**Objectif visé**
Rédigez la suite de l'entretien sur l'accès aux soins des personnes en situation de handicap dans les Pays de la Loire, à partir de la phrase qui le clôt.

─── Passage retenu

Témoignage : L’engagement de l’ARS Pays de la Loire pour l’accès aux soins des personnes en situation de handicap
Dans le cadre de notre enquête, nous avons interviewé Jean-Jacques Coiplet, directeur général de l’ARS (Agence Régionale de Santé) des Pays de la Loire. Il nous explique sans faux semblants comment la question de l’accès aux soins des personnes en situation de handicap est traitée dans les Pays de la Loire depuis la prise de conscience que les résultats de l’enquête Handifaction ont suscité.
Comment la prise en charge des soins des personnes en situation de handicap est-elle répertoriée au sein d’une ARS (Agence Régionale de Santé) ?
La plupart des ARS sont dans ce que l’on appelle « l’universalisme proportionné » – ce qui est d’autant plus vrai dans les Pays de la Loire à travers les projets régionaux de santé qui en sont à la deuxième génération. C’est-à-dire que nous agissons pour la santé de tous en veillant à ce que ce soit d’abord et avant tout le droit commun qui s’impose, que ce soit pour l’accès aux acteurs de santé libéraux, aux établissements de santé, aux urgences, à l’hôpital, aux cliniques, aux accompagnements médicosociaux… Mais nous avons une attention particulière pour celles et ceux qui dans leur vie présentent des fragilités, c’est-à-dire des personnes vivant avec un handicap, des personnes précaires et/ou âgées, dépendantes. Cela signifie que l’intensité de l’attention est proportionnelle aux besoins.

──────
─── Extraits des données

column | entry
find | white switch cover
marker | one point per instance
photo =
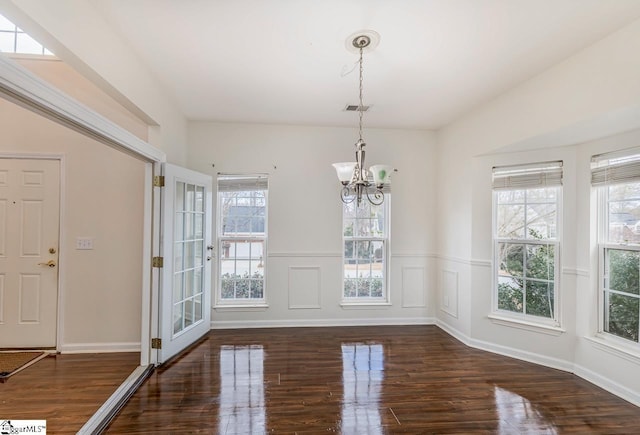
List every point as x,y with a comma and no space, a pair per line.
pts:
84,243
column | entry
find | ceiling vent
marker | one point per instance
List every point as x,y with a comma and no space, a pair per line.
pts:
355,108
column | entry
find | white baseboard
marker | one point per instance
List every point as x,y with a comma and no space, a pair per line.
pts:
99,347
298,323
567,366
607,384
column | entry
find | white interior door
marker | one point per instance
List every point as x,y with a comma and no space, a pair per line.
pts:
185,301
29,233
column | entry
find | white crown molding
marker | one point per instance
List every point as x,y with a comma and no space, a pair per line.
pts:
304,254
26,89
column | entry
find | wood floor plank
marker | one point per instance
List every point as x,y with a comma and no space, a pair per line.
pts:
65,390
364,380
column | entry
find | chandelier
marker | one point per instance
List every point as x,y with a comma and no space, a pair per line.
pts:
358,182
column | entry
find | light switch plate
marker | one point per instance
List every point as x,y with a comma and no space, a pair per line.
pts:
84,243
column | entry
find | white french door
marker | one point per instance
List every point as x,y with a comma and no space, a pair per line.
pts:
185,295
29,239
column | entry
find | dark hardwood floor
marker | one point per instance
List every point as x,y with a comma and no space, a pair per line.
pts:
364,380
65,390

──────

**Réponse rédigée**
Comment avez-vous pris conscience du problème ?
À travers les différents rapports et études sur le sujet que sont le rapport Jacob, le rapport de la Haute autorité de santé, une étude très intéressante de l’IRDES (l’Institut de recherche et documentation en économie de la santé), les analyses de la Conférence Nationale du Handicap… L’ensemble de ces études ont convergé vers des attentes spécifiques en matière de santé de la part des personnes vivant avec un handicap. Il faut le dire, l’enquête « Handifaction », dans le prolongement de la charte Romain Jacob (signée par toutes les ARS) est un élément majeur qui révèle désormais de manière régulière la situation du ressenti des personnes vivant avec un handicap ou de leurs aidants. Il y a un chiffre à retenir même s’il n’est pas exhaustif de toutes les personnes vivant avec un handicap mais qui est révélateur : il y a presque une personne en situation de handicap sur cinq qui dénonce avoir subi un refus de soins. Cela doit tous nous mobiliser pour continuer à agir de façon déterminée car ce n’est pas tolérable dans un pays moderne comme la France. Il ne faut cependant pas juger ou condamner à la hâte car les facteurs de refus de soins sont multiples. Parfois pour des problèmes d’accessibilité, parfois pour des problèmes de temps, de formation ou de sensibilisation, mais aussi d’équipements ou de connaissances. Il ne faut pas jeter la pierre aux professionnels de santé car la plupart font le maximum.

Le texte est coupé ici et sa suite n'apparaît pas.